* **What is expected**: Nothing other than the lines from the one containing "Class, indicate each instance of the serie" through the last line of the data below should be output, each reproduced exactly.

* **Exercise inputs**:
○ ○ ○ ○ ○ ○ ○

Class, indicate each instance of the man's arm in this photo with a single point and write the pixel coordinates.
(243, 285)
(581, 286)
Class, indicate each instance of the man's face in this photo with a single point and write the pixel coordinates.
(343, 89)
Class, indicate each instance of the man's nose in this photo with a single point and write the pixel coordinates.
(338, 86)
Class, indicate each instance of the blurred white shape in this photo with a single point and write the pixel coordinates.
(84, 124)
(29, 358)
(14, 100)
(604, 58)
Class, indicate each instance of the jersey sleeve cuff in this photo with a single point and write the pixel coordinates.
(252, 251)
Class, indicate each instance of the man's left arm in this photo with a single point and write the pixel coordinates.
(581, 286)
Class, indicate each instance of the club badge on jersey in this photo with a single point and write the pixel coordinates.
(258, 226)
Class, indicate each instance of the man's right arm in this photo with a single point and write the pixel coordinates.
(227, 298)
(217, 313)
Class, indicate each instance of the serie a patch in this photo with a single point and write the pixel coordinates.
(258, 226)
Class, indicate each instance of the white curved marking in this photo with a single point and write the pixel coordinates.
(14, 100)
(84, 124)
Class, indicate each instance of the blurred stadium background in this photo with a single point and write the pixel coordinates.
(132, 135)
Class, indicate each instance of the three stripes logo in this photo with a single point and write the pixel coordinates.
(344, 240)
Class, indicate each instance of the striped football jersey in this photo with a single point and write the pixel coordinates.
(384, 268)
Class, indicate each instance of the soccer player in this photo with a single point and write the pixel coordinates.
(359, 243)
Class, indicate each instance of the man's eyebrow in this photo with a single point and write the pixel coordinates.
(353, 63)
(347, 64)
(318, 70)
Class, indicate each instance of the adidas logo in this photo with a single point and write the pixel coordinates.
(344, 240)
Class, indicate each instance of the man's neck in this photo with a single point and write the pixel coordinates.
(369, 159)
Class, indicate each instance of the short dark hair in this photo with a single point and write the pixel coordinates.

○ ○ ○ ○ ○ ○ ○

* **The answer**:
Class, indicate each instance of the serie a patch in this photo with a single point and write the pixel coordinates.
(258, 226)
Class, indicate each instance of the white curved marking in this photo with a single point and write the pixel coordinates.
(14, 100)
(84, 124)
Class, indicate each instance of the blurred stadium background in this photo with a single point and write the pixel coordinates.
(132, 135)
Class, indicate each instance of the three stripes logo in this photo with a single point and write the pixel coordinates.
(344, 240)
Class, indicate each instance of the striped football jersey in this photo with a single point and write the pixel coordinates.
(384, 268)
Class, indicate each instance of the soccer player in this photo with a single point and write the pixel coordinates.
(359, 243)
Class, indicate each instance of the man's eyebrow in this photo with a single point and write the pixel coordinates.
(353, 63)
(347, 64)
(318, 70)
Class, indicate each instance of the adidas logo in this photo with a single point and write the pixel coordinates.
(344, 240)
Class, indicate each instance of the man's neck in this photo with a single point and write the pixel coordinates.
(369, 159)
Class, indicate each instance of the short dark hair in this photo with a single point and write the pixel coordinates.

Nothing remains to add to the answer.